(Problem a) In the news commentary below, reproduce the passage from "Oh there have" up to and including "party isn’t it?".

(Text shown)
Oh there have been so many interesting tidbits in the news lately that I hardly know where to start.  So I will start with Wednesday and work backward:

  • The brutal attack in New York by four white boys out to “f*ckup some Mexicans” was admirably covered by Rick Sanchez on CNN.  Rick tried to play down the political implications while condemning the attacks, but CNN only has to look in their own back yard to see Lou Dobbs spinning this hate.  When Ted Turner confronted Lou on his treatment of Hispanics, Lou responded by denying any such behavior.  Fat white men are the last to get it.  And of course it is political as the attacks don’t come from the left, but from the Republican right.  The xenophobia and fear that was used by the Republican Party to stir up their base is coming home to roast.  It is a grand old party isn’t it?
  • Sarah Palin was being interviewed by Wolf Biltzer on Wednesday and he asked her point blank if she regretted trying to tie Barack Obama to an American former weatherman and her inflammatory language.  Her answer went something like this.  “I am still very concerned with his relationship with this individual (there was no relationship) but lets put all that behind us.”  Anybody see this is contradictory?  “I am still concerned, let’s put it behind us?”  The woman cannot think and talk in logical sentences.  Then there is the problem of checking peoples causal associations.  I am sure McCarthyism doesn’t even ring a bell with this ding dong.   I think the more exposure she gets and people see how she twist reality, the less most will accept her in mainstream politics.
  • The Republicans are having a meeting of their Governors in Florida to see a way forward.  This is billed as a war between the pragmatists and the social conservatives.  The pragmatists see that the party has to modernize and move away from issues that are no longer registering with younger voters and most of the country.  They also recognize that the small government, no regulation approach is not keeping up with the times.  The social conservatives think we simply haven’t had enough of this stuff.  What I found interesting was that they wanted to learn from Barack Obama’s campaign and modernize, meaning learn how to use technology to get their message out.  But nowhere in this entire discussion did they discuss the elephant in the room:  The message is faulty.

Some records
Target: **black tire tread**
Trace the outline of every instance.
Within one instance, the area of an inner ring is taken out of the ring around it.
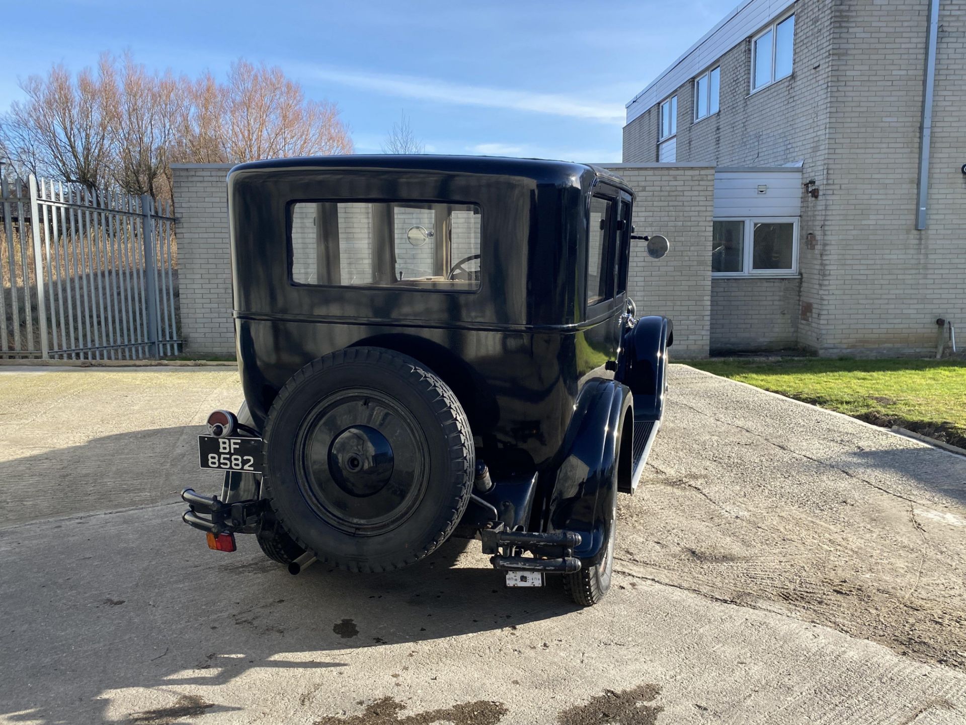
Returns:
[[[275,396],[275,399],[269,410],[269,415],[266,417],[266,429],[264,434],[265,443],[263,444],[263,453],[266,458],[268,457],[268,441],[271,434],[272,421],[274,420],[273,414],[276,409],[284,403],[289,395],[293,394],[293,392],[298,389],[302,381],[304,381],[309,375],[313,375],[321,369],[330,365],[345,362],[388,365],[411,375],[412,373],[417,373],[417,377],[415,379],[424,387],[427,393],[432,393],[433,397],[431,402],[438,404],[438,412],[450,414],[450,420],[444,421],[443,430],[446,432],[446,436],[449,440],[449,449],[454,452],[454,455],[450,459],[454,495],[447,523],[433,541],[418,551],[409,552],[409,555],[407,556],[402,556],[396,561],[386,562],[378,566],[354,566],[345,562],[335,561],[322,552],[312,551],[320,562],[347,571],[357,571],[363,573],[392,571],[415,564],[419,560],[425,559],[433,551],[439,548],[443,541],[449,538],[453,530],[456,528],[456,525],[466,512],[467,506],[469,504],[469,496],[472,493],[471,481],[474,468],[473,438],[469,430],[469,420],[467,419],[463,406],[460,404],[456,394],[450,390],[449,386],[447,386],[435,373],[423,367],[415,359],[411,358],[408,355],[398,353],[394,350],[389,350],[388,348],[348,347],[313,360],[311,362],[297,371],[291,378],[289,378],[288,382],[282,386],[282,389],[278,392],[278,394]],[[468,480],[470,481],[470,485],[469,486],[466,485],[466,481]],[[278,522],[278,525],[284,530],[285,534],[290,536],[296,544],[301,547],[303,551],[309,550],[309,546],[298,536],[298,533],[286,526],[285,519],[279,514],[277,508],[275,508],[271,495],[266,490],[264,480],[262,490],[263,495],[268,500],[269,506]]]
[[[582,607],[591,607],[604,598],[597,580],[597,566],[563,575],[563,591]],[[606,593],[605,593],[606,594]]]

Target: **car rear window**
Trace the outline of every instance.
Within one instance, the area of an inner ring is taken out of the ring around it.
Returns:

(Problem b) Gather every line of the records above that contains the string "Target", matching case.

(Solution a)
Oh there have been so many interesting tidbits in the news lately that I hardly know where to start.  So I will start with Wednesday and work backward:

  • The brutal attack in New York by four white boys out to “f*ckup some Mexicans” was admirably covered by Rick Sanchez on CNN.  Rick tried to play down the political implications while condemning the attacks, but CNN only has to look in their own back yard to see Lou Dobbs spinning this hate.  When Ted Turner confronted Lou on his treatment of Hispanics, Lou responded by denying any such behavior.  Fat white men are the last to get it.  And of course it is political as the attacks don’t come from the left, but from the Republican right.  The xenophobia and fear that was used by the Republican Party to stir up their base is coming home to roast.  It is a grand old party isn’t it?

(Solution b)
Target: **black tire tread**
Target: **car rear window**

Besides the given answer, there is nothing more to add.